[Stored items]
>>>

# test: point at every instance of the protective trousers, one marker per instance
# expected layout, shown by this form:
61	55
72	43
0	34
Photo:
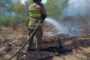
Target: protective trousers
38	35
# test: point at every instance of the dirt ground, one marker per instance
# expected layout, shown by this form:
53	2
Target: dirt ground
11	41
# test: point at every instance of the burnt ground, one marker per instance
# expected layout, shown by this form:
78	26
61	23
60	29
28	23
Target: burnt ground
11	40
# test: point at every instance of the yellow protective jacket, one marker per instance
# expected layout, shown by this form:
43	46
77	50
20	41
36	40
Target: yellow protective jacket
34	15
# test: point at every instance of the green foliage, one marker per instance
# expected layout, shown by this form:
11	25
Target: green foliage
16	20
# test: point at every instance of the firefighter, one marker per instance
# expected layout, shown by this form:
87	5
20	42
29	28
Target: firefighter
36	13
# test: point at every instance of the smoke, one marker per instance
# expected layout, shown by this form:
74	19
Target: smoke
75	18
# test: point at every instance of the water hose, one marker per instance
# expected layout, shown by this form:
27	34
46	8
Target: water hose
32	34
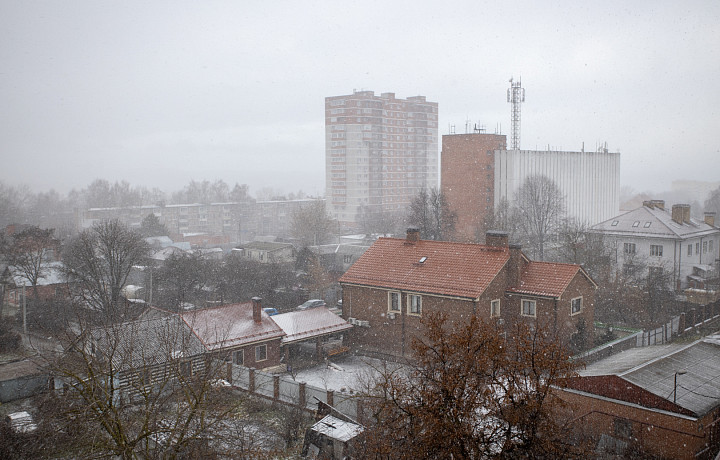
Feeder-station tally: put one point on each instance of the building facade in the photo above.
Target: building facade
(468, 179)
(397, 282)
(590, 181)
(380, 151)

<<<

_Activity_
A verbatim copy of the records above, without pictures, is required.

_Answer box_
# test: point at every instance of the protective trousers, one marker per instance
# expected layout, shown by this form:
61	55
72	43
0	34
Photo:
Target: protective trousers
38	35
# test: point at every instance of the dirt ground, one marker per instance
# expected layout, shown by this form:
53	2
Target: dirt ground
11	41
# test: point at every instance of the burnt ground, one marker per instance
# expected layout, shown by this form:
78	26
61	23
60	29
28	23
Target: burnt ground
11	40
# test: point at every instance of the yellow protective jacket, one marker per instance
# expected layout, shown by this form:
43	46
77	50
20	41
36	40
Target: yellow protective jacket
34	15
# test: point at every instance of the green foliage, one marker per instance
# expected layout, shown by this form:
11	25
Target: green foliage
16	20
# test: point at every instance of the firefighter, one marker per instance
# expected layout, shown by this form:
87	5
20	42
29	28
Target: firefighter
36	13
# test: point at every instance of the smoke, one marker per instance
# expected layout, shown by this form:
74	19
Target: smoke
75	18
# test: point at every instance of the water hose, one marker per instance
# expected layout, shown by this form:
27	34
46	8
Target: water hose
32	34
Feeder-station tally: put one point on each instance of the building facade in the photo above.
Target: building facade
(468, 179)
(397, 282)
(590, 181)
(380, 151)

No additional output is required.